Work request:
Reproduce the passage of the maize seed rate trial update between "#VaderstadKWStrial17 update" and "built in 2014.", inclusive.

KWS

#VaderstadKWStrial17 update

9th May 2017

#VaderstadKWStrial17

Alistair Hall Jones 18.JPG

A Vaderstad Tempo V was used on Friday (5 May), to drill maize on the Lincolnshire farm which is taking part in the 2017 KWS seed rate trial. Host farmer, Alistair Hall-Jones, has provided a trial plot in which the variety, Autens KWS, has been sown at five different seed rates, ranging from 85,000 seeds/ha to 110,000 seeds/ha. It will be followed through to harvest, to find out whether a lower seed rate, which gives individual plants greater access to sunlight, will translate into improve starch yields and an earlier harvest date.

Mr Hall-Jones grows 80ha of maize at Hare Hills Farm near Spilsby, to use alongside pig farmyard manure and slurry in his anaerobic digester (AD). He has been using a standard seed rate of 112,000, since the plant was built in 2014.

Extracted data:
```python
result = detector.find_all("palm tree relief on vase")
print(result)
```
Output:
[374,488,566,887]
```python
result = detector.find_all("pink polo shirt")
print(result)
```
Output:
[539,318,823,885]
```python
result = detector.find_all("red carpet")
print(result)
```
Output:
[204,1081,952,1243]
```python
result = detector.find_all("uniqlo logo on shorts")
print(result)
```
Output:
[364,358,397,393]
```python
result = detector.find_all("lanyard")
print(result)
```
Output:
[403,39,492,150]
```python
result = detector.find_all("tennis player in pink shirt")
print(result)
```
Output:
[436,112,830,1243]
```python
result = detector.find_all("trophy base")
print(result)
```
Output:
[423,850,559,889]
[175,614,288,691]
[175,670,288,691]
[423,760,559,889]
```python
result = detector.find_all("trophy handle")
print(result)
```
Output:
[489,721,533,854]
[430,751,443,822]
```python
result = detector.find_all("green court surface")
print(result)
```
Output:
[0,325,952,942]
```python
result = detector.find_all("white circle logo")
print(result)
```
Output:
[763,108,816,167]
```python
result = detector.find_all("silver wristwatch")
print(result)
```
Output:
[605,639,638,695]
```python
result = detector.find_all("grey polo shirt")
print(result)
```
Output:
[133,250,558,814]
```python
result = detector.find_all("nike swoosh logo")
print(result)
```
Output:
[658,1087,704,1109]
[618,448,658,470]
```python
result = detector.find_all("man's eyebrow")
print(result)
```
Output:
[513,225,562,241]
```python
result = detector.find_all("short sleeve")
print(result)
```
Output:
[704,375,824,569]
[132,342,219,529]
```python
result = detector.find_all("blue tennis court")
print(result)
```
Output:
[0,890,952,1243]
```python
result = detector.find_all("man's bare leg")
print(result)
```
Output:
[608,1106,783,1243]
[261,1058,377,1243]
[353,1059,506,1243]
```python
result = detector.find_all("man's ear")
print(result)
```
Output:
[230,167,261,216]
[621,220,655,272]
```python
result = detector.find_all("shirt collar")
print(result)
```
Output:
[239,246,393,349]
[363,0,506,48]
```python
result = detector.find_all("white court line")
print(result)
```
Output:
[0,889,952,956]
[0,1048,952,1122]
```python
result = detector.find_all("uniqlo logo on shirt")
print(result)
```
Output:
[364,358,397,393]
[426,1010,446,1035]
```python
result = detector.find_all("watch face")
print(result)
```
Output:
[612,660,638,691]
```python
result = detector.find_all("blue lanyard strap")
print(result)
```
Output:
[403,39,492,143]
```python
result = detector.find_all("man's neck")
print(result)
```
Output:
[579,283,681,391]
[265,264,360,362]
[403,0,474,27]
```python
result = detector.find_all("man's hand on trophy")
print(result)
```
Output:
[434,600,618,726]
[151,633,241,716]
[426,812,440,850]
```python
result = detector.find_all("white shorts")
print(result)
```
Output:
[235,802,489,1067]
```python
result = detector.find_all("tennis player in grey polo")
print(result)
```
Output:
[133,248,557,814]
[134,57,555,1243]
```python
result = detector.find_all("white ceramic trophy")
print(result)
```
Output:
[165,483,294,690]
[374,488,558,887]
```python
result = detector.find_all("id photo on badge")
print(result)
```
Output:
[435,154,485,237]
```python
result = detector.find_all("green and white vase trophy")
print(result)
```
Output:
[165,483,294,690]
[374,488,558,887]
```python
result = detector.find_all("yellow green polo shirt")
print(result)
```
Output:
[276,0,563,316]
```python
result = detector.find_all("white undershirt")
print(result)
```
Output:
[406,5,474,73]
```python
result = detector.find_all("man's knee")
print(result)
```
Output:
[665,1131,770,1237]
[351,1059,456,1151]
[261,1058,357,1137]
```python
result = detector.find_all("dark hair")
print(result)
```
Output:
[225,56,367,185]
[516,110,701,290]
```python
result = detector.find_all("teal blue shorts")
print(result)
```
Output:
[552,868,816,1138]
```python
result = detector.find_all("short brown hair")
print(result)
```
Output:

Problem solution:
#VaderstadKWStrial17 update

9th May 2017

#VaderstadKWStrial17

Alistair Hall Jones 18.JPG

A Vaderstad Tempo V was used on Friday (5 May), to drill maize on the Lincolnshire farm which is taking part in the 2017 KWS seed rate trial. Host farmer, Alistair Hall-Jones, has provided a trial plot in which the variety, Autens KWS, has been sown at five different seed rates, ranging from 85,000 seeds/ha to 110,000 seeds/ha. It will be followed through to harvest, to find out whether a lower seed rate, which gives individual plants greater access to sunlight, will translate into improve starch yields and an earlier harvest date.

Mr Hall-Jones grows 80ha of maize at Hare Hills Farm near Spilsby, to use alongside pig farmyard manure and slurry in his anaerobic digester (AD). He has been using a standard seed rate of 112,000, since the plant was built in 2014.